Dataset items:
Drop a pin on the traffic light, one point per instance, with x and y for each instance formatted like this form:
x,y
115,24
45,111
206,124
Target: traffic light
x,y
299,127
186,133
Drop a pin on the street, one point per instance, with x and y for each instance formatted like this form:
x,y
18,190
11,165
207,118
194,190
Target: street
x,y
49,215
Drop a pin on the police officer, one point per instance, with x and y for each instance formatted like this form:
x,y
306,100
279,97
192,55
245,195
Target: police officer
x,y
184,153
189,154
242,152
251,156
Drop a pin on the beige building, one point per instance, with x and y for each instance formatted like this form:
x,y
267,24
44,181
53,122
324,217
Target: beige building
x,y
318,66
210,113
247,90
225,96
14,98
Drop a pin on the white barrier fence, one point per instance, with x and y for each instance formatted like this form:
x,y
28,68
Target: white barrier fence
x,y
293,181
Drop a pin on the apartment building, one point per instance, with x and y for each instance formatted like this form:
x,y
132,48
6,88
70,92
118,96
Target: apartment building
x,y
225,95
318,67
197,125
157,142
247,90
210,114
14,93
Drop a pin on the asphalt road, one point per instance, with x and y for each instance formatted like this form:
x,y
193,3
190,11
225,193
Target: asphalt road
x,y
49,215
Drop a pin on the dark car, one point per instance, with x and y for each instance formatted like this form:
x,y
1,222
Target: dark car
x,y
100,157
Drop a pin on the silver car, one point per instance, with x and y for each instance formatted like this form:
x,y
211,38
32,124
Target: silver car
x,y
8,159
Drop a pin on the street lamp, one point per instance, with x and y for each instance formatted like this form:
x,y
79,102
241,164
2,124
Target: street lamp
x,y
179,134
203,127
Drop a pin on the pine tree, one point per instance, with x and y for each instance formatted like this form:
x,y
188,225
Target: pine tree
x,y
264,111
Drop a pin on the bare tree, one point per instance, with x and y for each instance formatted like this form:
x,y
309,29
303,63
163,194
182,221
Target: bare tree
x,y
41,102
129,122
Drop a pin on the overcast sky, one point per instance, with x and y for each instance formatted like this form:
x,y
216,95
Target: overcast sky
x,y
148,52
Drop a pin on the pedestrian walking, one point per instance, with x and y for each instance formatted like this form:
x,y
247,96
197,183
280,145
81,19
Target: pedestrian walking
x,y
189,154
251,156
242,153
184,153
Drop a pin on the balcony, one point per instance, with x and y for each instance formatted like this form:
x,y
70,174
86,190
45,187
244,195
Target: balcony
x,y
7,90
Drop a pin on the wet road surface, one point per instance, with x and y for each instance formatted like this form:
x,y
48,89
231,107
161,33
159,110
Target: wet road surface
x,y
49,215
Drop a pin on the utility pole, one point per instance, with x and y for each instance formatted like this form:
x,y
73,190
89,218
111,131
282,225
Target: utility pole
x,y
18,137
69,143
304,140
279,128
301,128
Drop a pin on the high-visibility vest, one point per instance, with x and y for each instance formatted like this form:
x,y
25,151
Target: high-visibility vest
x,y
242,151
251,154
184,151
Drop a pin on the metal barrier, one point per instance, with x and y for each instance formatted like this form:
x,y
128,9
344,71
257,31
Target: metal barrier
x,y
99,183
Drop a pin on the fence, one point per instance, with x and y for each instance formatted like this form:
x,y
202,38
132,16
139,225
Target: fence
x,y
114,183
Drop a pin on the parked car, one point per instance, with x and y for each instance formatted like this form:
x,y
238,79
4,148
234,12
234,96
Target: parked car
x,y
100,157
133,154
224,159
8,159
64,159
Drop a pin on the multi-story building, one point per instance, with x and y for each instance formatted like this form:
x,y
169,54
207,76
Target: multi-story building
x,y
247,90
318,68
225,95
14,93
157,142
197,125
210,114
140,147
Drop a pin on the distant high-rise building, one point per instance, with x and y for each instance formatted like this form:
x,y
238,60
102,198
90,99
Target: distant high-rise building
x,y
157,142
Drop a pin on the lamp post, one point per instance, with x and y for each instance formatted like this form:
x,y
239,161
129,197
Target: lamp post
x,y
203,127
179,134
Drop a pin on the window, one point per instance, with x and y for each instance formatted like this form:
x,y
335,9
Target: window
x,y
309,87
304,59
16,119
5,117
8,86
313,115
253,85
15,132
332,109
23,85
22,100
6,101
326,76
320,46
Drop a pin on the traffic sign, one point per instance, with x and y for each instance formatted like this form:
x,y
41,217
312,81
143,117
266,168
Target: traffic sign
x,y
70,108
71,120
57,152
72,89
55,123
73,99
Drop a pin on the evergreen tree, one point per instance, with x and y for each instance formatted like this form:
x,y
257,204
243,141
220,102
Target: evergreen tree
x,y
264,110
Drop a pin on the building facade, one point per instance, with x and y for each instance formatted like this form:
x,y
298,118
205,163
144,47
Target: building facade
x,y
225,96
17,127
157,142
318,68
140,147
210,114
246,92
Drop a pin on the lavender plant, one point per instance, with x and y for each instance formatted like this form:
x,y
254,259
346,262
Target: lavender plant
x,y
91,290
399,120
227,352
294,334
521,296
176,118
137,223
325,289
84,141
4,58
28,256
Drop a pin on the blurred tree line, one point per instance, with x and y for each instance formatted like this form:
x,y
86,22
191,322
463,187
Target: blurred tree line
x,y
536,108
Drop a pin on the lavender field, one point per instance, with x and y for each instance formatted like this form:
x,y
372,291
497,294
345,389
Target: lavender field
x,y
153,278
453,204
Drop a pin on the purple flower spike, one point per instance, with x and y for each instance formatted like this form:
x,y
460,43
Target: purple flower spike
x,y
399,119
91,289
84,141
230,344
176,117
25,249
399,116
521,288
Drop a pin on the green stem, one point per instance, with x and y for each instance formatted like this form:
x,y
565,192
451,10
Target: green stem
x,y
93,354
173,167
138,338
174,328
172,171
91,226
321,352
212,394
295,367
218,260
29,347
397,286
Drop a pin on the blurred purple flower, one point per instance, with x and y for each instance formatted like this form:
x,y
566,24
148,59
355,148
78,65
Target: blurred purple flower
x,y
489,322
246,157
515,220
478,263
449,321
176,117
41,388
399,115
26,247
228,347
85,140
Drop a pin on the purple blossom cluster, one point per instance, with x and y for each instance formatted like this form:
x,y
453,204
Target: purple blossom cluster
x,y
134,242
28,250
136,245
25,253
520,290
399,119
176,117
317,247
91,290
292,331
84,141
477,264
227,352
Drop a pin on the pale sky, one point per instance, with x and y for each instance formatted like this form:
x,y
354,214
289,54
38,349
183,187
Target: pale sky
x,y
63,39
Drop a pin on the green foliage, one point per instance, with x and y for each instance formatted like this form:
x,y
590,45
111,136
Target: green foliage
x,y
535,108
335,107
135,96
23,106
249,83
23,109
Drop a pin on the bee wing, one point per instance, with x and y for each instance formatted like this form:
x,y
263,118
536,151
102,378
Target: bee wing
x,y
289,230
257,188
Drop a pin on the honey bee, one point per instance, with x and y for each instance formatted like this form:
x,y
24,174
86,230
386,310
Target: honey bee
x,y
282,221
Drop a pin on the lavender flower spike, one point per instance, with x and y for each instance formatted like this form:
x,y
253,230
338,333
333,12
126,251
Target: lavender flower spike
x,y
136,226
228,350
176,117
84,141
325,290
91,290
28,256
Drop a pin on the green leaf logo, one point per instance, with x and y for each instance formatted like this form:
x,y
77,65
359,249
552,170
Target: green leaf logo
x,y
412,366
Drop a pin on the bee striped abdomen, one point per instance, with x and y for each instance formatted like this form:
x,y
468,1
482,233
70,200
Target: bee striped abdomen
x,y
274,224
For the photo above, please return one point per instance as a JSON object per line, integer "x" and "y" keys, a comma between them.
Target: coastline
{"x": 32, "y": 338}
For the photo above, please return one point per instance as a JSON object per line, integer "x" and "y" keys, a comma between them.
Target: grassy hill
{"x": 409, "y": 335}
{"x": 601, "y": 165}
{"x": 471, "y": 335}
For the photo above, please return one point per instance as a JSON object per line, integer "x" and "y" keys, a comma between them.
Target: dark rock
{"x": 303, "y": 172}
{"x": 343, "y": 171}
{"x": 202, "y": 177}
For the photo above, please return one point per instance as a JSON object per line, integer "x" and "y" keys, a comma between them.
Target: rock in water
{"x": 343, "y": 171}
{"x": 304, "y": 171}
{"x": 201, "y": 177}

Exercise goal:
Only the lines from the one with "Target: lavender flower spike" through the final line above belong in the answer, each retyped exactly.

Reply to the task:
Target: lavender flower spike
x,y
136,226
228,350
176,117
84,141
325,290
91,290
28,256
Drop a pin on the green leaf logo, one point per instance, with x and y for each instance formatted like this form:
x,y
77,65
359,249
552,170
Target: green leaf logo
x,y
412,366
Drop a pin on the bee striped abdomen, one point per instance, with x and y for each instance formatted like this form:
x,y
468,1
482,233
70,200
Target: bee striped abdomen
x,y
274,224
For the photo above, please return one point per instance as a JSON object per line, integer "x" and "y" keys, a comma between them.
Target: coastline
{"x": 32, "y": 338}
For the photo above, please return one point per instance as a JSON object per line, integer "x" and "y" keys, a comma between them.
Target: grassy hill
{"x": 409, "y": 335}
{"x": 601, "y": 165}
{"x": 471, "y": 335}
For the photo above, please return one point per instance as a JSON object per line, integer "x" and "y" keys, a comma between them.
Target: dark rock
{"x": 303, "y": 172}
{"x": 343, "y": 171}
{"x": 202, "y": 177}
For the photo above, please return one point per instance as a JSON object per line, integer "x" and "y" keys, a comma between them.
Target: rock in water
{"x": 343, "y": 171}
{"x": 304, "y": 171}
{"x": 201, "y": 177}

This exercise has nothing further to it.